:: TEXT SHOWN ::
These are fully independent. An acceptability experiment can use an ordinal scale, a binary yes/no, or a magnitude estimate. The same RSVP presentation can be used with EEG, MEG, or behavioral-only recording. A preference experiment can use forced choice (pairwise comparison), multi-select (best-worst scaling), or ordinal scale (direct ranking). The measure type tells consumers what the data represents; the task type tells them how explicit responses were collected; the presentation tells them how stimuli were shown; the recording methods tell them what instruments captured data.

Paradigm	`measureType`	`taskType`	`presentation.method`	`recordingMethods`
Likert-scale acceptability rating	`acceptability`	`ordinal-scale`	`whole-sentence`	`keyboard`
Binary grammaticality judgment	`acceptability`	`binary`	`whole-sentence`	`button-box`
EEG + RSVP, passive reading	`acceptability`		`rsvp`	`eeg`
EEG + RSVP + button press	`acceptability`	`binary`	`rsvp`	`eeg`, `button-box`
Self-paced reading	`reading-time`		`self-paced`	`keyboard`
Eye-tracking natural reading	`reading-time`		`whole-sentence`	`eye-tracking`
EEG + eye-tracking co-registration	`reading-time`		`whole-sentence`	`eeg`, `eye-tracking`
fMRI + auditory narrative	`comprehension`		`naturalistic`	`fmri`
Visual world paradigm	`comprehension`		`visual-world`	`eye-tracking`
Masked priming + lexical decision + EEG	`similarity`	`binary`	`masked-priming`	`eeg`, `button-box`
Maze task	`reading-time`	`forced-choice`	`maze`	`keyboard`
NLI classification	`inference`	`categorical`	`whole-sentence`	`keyboard`
Pairwise translation comparison	`preference`	`forced-choice`	`whole-sentence`	`mouse-click`
Best-worst scaling for sentiment	`preference`	`multi-select`	`whole-sentence`	`mouse-click`
Semantic similarity rating	`similarity`	`ordinal-scale`	`whole-sentence`	`mouse-click`
Magnitude estimation	`acceptability`	`magnitude`	`whole-sentence`	`keyboard`
Cloze probability	`comprehension`	`cloze`	`whole-sentence`	`keyboard`
Named entity span annotation	`extraction`	`span-labeling`	`whole-sentence`	`mouse-click`
Sentence completion	`production`	`free-text`	`whole-sentence`	`keyboard`
MEG + auditory + passive listening	`comprehension`		`auditory`	`meg`

Measure Types

The measureType field identifies what property or behavior is being measured.

:: INFORMATION GIVEN ::
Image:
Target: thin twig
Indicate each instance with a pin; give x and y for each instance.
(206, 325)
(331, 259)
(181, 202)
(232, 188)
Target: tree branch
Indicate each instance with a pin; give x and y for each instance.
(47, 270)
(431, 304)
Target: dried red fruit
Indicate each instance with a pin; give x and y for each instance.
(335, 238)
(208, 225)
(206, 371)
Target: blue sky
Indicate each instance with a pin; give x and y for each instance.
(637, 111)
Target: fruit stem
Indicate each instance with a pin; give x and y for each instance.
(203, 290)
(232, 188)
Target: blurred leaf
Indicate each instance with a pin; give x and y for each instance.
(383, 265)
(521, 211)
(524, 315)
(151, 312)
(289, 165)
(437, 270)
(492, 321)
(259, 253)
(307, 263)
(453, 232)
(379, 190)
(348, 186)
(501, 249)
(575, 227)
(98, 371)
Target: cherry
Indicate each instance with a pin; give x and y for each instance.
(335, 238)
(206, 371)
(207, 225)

:: SET EXERCISE A ::
According to the text on experiment fields, what does the task type tell consumers?
:: SET EXERCISE B ::
In the text on experiment fields, replace "consumers" with "readers" and write out the passage from "These are fully" up to and including "instruments captured data.".

:: EXERCISE OUTPUT A ::
How explicit responses were collected.

:: EXERCISE OUTPUT B ::
These are fully independent. An acceptability experiment can use an ordinal scale, a binary yes/no, or a magnitude estimate. The same RSVP presentation can be used with EEG, MEG, or behavioral-only recording. A preference experiment can use forced choice (pairwise comparison), multi-select (best-worst scaling), or ordinal scale (direct ranking). The measure type tells readers what the data represents; the task type tells them how explicit responses were collected; the presentation tells them how stimuli were shown; the recording methods tell them what instruments captured data.